DATA FOR THE TASK:
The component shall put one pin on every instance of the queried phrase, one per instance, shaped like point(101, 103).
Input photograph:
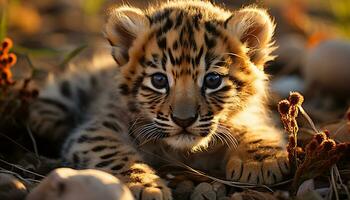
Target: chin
point(192, 143)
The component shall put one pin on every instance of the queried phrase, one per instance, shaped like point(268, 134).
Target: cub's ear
point(122, 27)
point(254, 28)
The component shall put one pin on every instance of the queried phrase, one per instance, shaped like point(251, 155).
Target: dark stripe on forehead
point(209, 57)
point(210, 42)
point(196, 19)
point(211, 28)
point(162, 43)
point(160, 16)
point(172, 60)
point(199, 56)
point(165, 28)
point(179, 19)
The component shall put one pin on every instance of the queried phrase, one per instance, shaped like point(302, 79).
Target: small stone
point(220, 190)
point(204, 191)
point(183, 190)
point(224, 198)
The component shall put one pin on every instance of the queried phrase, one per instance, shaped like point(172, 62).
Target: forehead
point(184, 37)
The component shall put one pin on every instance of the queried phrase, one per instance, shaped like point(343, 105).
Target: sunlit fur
point(185, 40)
point(127, 124)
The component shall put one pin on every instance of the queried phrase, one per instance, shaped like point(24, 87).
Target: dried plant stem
point(308, 118)
point(334, 184)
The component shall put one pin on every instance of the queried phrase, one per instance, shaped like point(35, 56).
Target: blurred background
point(312, 35)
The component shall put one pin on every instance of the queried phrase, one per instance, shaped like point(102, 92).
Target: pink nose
point(184, 123)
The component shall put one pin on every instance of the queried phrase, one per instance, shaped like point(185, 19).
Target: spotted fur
point(162, 105)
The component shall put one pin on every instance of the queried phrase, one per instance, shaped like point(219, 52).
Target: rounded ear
point(254, 28)
point(122, 27)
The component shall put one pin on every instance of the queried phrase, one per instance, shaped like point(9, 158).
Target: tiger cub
point(189, 86)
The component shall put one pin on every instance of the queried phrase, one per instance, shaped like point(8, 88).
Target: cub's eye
point(159, 81)
point(212, 80)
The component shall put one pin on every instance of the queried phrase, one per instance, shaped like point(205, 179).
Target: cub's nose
point(184, 123)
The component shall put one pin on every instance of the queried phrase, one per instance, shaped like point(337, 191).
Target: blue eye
point(159, 81)
point(212, 80)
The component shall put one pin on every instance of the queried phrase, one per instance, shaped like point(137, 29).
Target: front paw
point(267, 171)
point(154, 190)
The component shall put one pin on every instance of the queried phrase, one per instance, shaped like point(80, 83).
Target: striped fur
point(190, 80)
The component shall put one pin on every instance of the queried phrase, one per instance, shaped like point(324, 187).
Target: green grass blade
point(3, 23)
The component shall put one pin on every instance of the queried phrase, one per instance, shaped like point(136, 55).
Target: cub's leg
point(260, 158)
point(103, 144)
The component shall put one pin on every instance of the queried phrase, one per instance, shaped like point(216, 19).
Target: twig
point(33, 142)
point(21, 168)
point(21, 146)
point(334, 184)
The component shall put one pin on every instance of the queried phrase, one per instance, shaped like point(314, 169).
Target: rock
point(305, 187)
point(327, 67)
point(224, 198)
point(183, 190)
point(204, 191)
point(69, 184)
point(252, 195)
point(11, 188)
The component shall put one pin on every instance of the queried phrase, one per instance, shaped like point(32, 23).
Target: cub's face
point(188, 67)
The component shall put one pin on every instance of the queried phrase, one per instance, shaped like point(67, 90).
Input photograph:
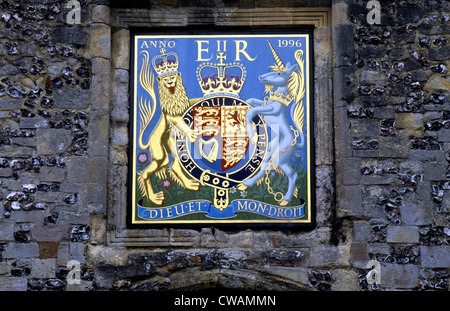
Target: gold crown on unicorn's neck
point(165, 63)
point(221, 78)
point(280, 97)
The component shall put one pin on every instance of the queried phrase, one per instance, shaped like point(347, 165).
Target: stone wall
point(382, 122)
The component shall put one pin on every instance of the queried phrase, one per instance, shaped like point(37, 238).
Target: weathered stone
point(350, 200)
point(323, 256)
point(402, 234)
point(13, 284)
point(6, 231)
point(100, 41)
point(86, 170)
point(416, 213)
point(21, 250)
point(439, 54)
point(437, 83)
point(10, 104)
point(399, 276)
point(393, 147)
point(72, 98)
point(33, 123)
point(52, 174)
point(101, 14)
point(120, 54)
point(43, 268)
point(369, 77)
point(345, 55)
point(52, 141)
point(435, 256)
point(70, 35)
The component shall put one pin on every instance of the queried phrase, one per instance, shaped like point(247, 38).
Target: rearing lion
point(174, 103)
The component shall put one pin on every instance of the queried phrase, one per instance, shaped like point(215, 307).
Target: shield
point(222, 132)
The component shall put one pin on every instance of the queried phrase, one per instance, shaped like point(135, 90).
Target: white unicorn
point(286, 88)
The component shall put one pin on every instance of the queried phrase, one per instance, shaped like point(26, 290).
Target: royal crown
point(165, 63)
point(221, 78)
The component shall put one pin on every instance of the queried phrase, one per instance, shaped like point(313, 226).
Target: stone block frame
point(122, 21)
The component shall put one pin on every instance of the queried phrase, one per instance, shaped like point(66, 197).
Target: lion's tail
point(147, 109)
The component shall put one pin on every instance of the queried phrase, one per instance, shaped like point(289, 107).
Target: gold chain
point(286, 149)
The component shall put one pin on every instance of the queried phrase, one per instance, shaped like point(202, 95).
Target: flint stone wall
point(382, 122)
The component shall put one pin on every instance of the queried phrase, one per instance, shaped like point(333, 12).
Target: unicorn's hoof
point(283, 202)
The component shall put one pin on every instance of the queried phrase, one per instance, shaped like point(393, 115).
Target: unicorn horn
point(275, 55)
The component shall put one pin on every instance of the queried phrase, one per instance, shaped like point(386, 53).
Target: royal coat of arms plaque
point(221, 129)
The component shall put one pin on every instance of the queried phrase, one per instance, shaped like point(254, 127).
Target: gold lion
point(174, 103)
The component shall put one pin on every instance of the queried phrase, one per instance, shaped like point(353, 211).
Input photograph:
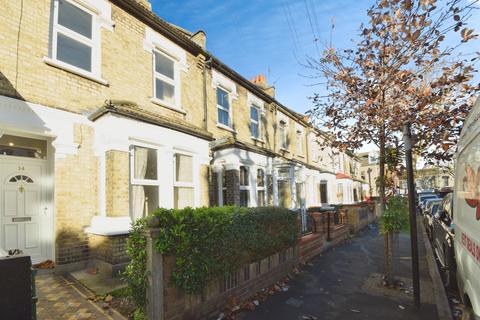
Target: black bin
point(16, 288)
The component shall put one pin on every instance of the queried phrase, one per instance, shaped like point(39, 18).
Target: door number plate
point(22, 219)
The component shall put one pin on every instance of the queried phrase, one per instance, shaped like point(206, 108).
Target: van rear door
point(466, 213)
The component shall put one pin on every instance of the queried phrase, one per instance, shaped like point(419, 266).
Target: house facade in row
point(108, 112)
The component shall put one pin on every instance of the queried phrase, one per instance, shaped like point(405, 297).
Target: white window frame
point(258, 122)
point(175, 82)
point(299, 143)
point(246, 188)
point(143, 182)
point(224, 83)
point(230, 118)
point(179, 184)
point(283, 135)
point(259, 188)
point(94, 43)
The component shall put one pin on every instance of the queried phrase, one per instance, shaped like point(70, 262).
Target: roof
point(342, 176)
point(131, 110)
point(181, 37)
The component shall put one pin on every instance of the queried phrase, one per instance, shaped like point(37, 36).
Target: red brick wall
point(245, 283)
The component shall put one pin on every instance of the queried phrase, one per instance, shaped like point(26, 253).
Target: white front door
point(23, 211)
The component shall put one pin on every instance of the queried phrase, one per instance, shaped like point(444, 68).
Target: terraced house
point(108, 112)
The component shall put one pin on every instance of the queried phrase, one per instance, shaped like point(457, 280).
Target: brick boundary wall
point(108, 253)
point(167, 302)
point(359, 216)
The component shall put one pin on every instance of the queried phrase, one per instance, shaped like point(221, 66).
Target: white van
point(466, 213)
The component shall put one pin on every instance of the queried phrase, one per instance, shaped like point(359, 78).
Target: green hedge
point(209, 243)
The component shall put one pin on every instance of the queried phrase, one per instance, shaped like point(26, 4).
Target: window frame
point(142, 182)
point(244, 187)
point(181, 184)
point(93, 43)
point(256, 122)
point(299, 143)
point(175, 82)
point(283, 136)
point(261, 188)
point(229, 110)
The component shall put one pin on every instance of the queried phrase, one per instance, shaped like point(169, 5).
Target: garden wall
point(359, 216)
point(166, 301)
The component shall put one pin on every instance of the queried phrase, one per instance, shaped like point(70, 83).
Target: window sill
point(224, 127)
point(257, 140)
point(167, 105)
point(71, 69)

REQUIRED WORK:
Reproduce the records from their first line through the line that contains "point(312, 35)", swapping every "Target" for "Query" and keeping all else unchanged. Omit the pictures from your answer.

CORRECT RESPONSE:
The component shall put one pin on every instance of the queried phrase, one per instance, shaped like point(101, 103).
Input photograph:
Query: chin
point(192, 143)
The component shall put one pin on every instance of the queried phrase, one per instance, shaped like point(268, 134).
Query: cub's ear
point(122, 27)
point(254, 28)
The component shall put one pin on every instance of the queried phrase, one per instance, shaped like point(251, 155).
Query: dark stripe on forehead
point(209, 57)
point(210, 42)
point(196, 19)
point(211, 28)
point(162, 43)
point(160, 16)
point(172, 60)
point(199, 56)
point(165, 28)
point(179, 19)
The component shall put one pin on every instance of the queried phrase, one per instance, shaped like point(302, 79).
Query: small stone
point(220, 190)
point(204, 191)
point(183, 190)
point(224, 198)
The component shall put one pin on every instance of the queried phrase, one per instance, shaped like point(172, 62).
Query: forehead
point(184, 37)
The component shall put one pin on every instance of the queried phrase, one per instance, shaped like point(343, 105).
Query: sunlit fur
point(185, 40)
point(127, 124)
The component shall put one pin on every instance of the queried phrase, one per instance, shaped like point(24, 87).
Query: dried plant stem
point(308, 118)
point(334, 184)
The component shall put one pin on every instance of the queried phrase, one per instance, shaped like point(35, 56).
Query: blurred background
point(312, 35)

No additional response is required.